[Bounding-box rows]

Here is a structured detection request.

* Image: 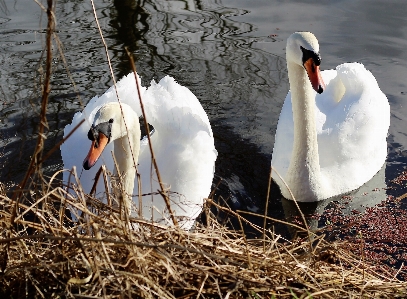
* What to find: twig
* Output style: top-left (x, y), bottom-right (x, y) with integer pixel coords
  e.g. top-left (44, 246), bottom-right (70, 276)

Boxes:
top-left (126, 48), bottom-right (178, 226)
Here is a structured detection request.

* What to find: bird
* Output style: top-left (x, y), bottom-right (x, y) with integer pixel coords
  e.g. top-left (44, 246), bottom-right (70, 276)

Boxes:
top-left (61, 73), bottom-right (217, 230)
top-left (271, 32), bottom-right (390, 202)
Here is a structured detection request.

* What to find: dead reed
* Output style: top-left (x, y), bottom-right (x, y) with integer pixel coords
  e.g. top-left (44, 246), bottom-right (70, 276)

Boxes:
top-left (0, 172), bottom-right (407, 298)
top-left (0, 0), bottom-right (407, 299)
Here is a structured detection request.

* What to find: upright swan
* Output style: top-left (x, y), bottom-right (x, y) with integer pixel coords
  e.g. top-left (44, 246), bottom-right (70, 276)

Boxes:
top-left (271, 32), bottom-right (390, 202)
top-left (61, 74), bottom-right (217, 229)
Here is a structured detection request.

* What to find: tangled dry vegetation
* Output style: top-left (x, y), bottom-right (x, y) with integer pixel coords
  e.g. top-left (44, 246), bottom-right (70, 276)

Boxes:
top-left (0, 0), bottom-right (407, 299)
top-left (0, 172), bottom-right (407, 298)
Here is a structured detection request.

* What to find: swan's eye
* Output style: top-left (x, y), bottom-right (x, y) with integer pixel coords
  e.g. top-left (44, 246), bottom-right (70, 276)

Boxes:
top-left (88, 127), bottom-right (98, 141)
top-left (300, 46), bottom-right (321, 66)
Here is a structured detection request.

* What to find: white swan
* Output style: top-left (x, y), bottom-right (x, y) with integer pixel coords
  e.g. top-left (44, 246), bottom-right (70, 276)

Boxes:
top-left (271, 32), bottom-right (390, 202)
top-left (61, 74), bottom-right (217, 229)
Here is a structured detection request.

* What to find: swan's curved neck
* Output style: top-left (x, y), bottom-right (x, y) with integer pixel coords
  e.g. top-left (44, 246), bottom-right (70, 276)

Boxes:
top-left (113, 127), bottom-right (140, 211)
top-left (286, 61), bottom-right (321, 201)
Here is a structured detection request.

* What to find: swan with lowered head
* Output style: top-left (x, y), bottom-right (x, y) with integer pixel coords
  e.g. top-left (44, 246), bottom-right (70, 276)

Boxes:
top-left (271, 32), bottom-right (390, 202)
top-left (61, 73), bottom-right (217, 229)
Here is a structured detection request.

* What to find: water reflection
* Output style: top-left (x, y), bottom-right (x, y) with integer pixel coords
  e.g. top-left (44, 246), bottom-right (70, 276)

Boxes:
top-left (0, 0), bottom-right (405, 238)
top-left (107, 1), bottom-right (287, 214)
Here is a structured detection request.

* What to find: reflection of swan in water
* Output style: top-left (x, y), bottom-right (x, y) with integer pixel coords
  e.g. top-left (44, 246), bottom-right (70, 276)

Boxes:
top-left (272, 32), bottom-right (390, 202)
top-left (61, 74), bottom-right (217, 229)
top-left (282, 164), bottom-right (387, 235)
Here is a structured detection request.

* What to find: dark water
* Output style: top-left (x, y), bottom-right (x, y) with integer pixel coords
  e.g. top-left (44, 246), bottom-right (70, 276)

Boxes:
top-left (0, 0), bottom-right (407, 232)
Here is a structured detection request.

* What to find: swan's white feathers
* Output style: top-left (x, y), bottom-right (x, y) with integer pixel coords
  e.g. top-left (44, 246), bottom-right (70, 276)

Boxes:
top-left (61, 74), bottom-right (217, 229)
top-left (272, 63), bottom-right (390, 200)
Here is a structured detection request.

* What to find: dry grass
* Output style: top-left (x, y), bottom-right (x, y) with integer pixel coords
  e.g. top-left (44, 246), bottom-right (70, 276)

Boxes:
top-left (0, 172), bottom-right (407, 298)
top-left (0, 0), bottom-right (407, 299)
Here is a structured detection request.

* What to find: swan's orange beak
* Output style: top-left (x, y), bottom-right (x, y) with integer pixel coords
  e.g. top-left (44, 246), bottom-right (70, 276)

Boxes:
top-left (304, 58), bottom-right (325, 93)
top-left (83, 132), bottom-right (109, 170)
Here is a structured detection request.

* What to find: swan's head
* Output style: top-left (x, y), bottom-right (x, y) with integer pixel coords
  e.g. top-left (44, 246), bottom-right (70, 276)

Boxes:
top-left (83, 102), bottom-right (139, 170)
top-left (286, 32), bottom-right (325, 93)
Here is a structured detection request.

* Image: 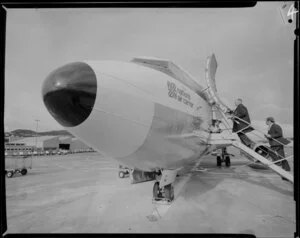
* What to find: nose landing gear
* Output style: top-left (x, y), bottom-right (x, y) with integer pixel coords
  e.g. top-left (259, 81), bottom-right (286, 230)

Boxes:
top-left (217, 147), bottom-right (231, 167)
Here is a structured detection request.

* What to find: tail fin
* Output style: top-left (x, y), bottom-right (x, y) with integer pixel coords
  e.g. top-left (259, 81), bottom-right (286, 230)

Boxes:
top-left (205, 54), bottom-right (229, 113)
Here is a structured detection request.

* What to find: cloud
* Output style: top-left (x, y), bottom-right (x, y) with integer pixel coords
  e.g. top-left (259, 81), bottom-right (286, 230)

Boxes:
top-left (251, 104), bottom-right (293, 124)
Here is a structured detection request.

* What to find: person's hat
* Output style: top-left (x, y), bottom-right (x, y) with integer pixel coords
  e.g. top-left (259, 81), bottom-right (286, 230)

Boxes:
top-left (266, 117), bottom-right (275, 123)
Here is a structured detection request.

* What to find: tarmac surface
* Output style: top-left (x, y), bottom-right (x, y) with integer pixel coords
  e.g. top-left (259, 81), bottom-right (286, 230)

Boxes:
top-left (6, 149), bottom-right (296, 237)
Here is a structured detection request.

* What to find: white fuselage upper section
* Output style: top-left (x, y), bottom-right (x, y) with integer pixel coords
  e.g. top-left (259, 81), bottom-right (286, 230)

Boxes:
top-left (62, 61), bottom-right (212, 171)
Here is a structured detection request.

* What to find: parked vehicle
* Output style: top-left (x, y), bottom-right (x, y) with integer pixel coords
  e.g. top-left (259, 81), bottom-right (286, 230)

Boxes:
top-left (5, 156), bottom-right (32, 178)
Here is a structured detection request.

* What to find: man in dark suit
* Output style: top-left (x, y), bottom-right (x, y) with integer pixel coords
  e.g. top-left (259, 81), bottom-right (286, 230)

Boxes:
top-left (232, 99), bottom-right (253, 147)
top-left (265, 117), bottom-right (291, 179)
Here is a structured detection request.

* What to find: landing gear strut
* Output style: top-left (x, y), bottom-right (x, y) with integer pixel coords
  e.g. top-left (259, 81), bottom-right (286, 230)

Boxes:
top-left (217, 147), bottom-right (231, 167)
top-left (152, 170), bottom-right (177, 204)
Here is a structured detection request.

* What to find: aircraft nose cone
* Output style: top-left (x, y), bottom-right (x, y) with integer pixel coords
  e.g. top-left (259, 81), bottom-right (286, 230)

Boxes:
top-left (42, 62), bottom-right (97, 127)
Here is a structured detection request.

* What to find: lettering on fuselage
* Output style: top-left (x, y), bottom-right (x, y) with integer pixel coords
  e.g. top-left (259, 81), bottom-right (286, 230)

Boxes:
top-left (167, 81), bottom-right (194, 108)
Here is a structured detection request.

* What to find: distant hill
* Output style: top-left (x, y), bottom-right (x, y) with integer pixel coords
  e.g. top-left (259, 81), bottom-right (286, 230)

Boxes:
top-left (9, 129), bottom-right (73, 137)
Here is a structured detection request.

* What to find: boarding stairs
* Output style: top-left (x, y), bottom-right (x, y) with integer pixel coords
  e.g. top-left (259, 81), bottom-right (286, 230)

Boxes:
top-left (200, 54), bottom-right (294, 183)
top-left (194, 131), bottom-right (294, 183)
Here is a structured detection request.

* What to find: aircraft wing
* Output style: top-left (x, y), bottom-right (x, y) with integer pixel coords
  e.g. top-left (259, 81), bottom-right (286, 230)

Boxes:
top-left (131, 57), bottom-right (207, 100)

### Task requirements
Pick out every line in the rows above that contains the word "water", matching case, and copy each one unchanged.

### Response to this exercise
* What to find: water reflection
* What to find: reflection of swan in water
* What to find: dark water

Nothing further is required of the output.